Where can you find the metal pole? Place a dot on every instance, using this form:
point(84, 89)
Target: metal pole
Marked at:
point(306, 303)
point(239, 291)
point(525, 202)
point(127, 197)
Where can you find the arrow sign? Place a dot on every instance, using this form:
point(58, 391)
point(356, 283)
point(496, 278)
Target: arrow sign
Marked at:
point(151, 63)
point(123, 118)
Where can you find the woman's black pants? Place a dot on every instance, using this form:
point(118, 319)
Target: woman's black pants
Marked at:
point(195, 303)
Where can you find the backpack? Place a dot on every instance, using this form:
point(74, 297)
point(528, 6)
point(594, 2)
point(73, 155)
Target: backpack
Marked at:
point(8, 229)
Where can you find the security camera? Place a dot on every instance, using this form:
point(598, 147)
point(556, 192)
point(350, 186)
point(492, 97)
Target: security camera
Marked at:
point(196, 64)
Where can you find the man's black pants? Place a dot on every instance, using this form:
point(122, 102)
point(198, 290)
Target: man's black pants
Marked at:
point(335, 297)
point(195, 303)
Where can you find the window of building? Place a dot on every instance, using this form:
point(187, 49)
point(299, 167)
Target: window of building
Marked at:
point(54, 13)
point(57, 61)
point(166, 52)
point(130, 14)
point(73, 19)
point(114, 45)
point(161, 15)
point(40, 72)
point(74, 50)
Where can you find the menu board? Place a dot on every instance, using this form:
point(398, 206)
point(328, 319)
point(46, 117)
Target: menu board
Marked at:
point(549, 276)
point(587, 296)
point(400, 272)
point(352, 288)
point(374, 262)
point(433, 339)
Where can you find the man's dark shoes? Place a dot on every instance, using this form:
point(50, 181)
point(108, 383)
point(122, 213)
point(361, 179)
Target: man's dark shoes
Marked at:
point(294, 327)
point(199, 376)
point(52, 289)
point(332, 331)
——
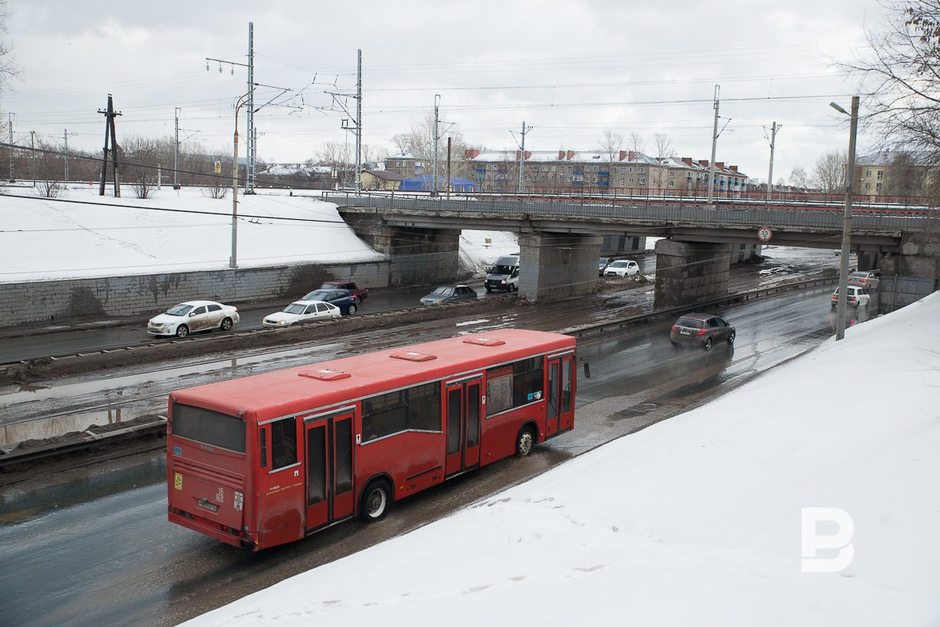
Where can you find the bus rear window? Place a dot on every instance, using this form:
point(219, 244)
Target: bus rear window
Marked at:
——
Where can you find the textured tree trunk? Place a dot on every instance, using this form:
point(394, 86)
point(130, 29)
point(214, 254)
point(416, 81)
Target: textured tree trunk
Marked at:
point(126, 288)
——
Problem to work on: Starting at the line that has "Where can you find the woman's" and stopping after the line that has "point(8, 229)", turn those lines into a JSON list of strings with one string per line, skipping any blank lines.

Solved exercise:
[
  "Where can you find the woman's black pants? Place a dot on every instance, using this form:",
  "point(118, 319)",
  "Target: woman's black pants",
  "Marked at:",
  "point(195, 303)",
  "Where can you find the backpack? Place a dot on every instance, using this form:",
  "point(74, 297)",
  "point(528, 6)",
  "point(594, 2)",
  "point(73, 155)",
  "Target: backpack",
  "Marked at:",
  "point(8, 229)"
]